### Action item:
This exercise requires an exact copy of each line from the one containing "box: [375, 63, 407, 88]" down to the last line below.

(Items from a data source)

-=-=-=-=-

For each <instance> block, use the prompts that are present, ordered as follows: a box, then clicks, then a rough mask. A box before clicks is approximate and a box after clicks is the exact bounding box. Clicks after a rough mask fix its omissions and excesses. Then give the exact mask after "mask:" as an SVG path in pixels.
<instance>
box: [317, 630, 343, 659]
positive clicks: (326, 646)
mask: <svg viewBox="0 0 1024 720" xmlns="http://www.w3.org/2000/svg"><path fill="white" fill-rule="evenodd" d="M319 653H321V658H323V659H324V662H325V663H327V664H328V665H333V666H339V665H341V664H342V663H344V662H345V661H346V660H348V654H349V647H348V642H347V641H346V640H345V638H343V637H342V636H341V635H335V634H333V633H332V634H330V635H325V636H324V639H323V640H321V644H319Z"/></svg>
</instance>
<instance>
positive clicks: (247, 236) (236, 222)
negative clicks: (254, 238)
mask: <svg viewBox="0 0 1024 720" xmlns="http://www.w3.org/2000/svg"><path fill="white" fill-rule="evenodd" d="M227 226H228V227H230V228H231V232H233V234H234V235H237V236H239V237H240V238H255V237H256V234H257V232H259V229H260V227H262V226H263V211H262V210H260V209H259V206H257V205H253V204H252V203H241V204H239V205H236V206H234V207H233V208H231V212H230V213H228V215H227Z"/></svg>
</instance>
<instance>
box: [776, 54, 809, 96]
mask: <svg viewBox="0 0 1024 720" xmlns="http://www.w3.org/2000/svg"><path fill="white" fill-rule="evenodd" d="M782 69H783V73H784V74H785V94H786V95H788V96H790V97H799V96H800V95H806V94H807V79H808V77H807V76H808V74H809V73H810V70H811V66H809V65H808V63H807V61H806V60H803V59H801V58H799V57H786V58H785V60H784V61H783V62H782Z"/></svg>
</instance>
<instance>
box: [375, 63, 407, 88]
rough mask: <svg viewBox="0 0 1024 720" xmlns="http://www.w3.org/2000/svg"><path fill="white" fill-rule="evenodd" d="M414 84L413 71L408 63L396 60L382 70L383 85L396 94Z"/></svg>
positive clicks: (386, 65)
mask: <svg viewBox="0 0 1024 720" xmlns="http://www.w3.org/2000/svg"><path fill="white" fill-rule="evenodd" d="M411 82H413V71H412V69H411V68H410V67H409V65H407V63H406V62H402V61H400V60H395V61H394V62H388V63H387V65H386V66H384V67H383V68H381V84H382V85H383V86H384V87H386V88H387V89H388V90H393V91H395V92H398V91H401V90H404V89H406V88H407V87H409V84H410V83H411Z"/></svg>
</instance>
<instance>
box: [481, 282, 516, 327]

-=-=-=-=-

### Exercise answer:
box: [375, 63, 407, 88]
rough mask: <svg viewBox="0 0 1024 720" xmlns="http://www.w3.org/2000/svg"><path fill="white" fill-rule="evenodd" d="M414 84L413 71L408 63L396 60L382 70L383 85L396 94Z"/></svg>
positive clicks: (386, 65)
mask: <svg viewBox="0 0 1024 720" xmlns="http://www.w3.org/2000/svg"><path fill="white" fill-rule="evenodd" d="M411 82H413V71H412V69H411V68H410V67H409V65H407V63H406V62H402V61H400V60H395V61H394V62H388V63H387V65H386V66H384V67H383V68H381V84H382V85H383V86H384V87H386V88H387V89H388V90H393V91H395V92H398V91H401V90H404V89H406V88H407V87H409V84H410V83H411Z"/></svg>
</instance>
<instance>
box: [481, 282, 516, 327]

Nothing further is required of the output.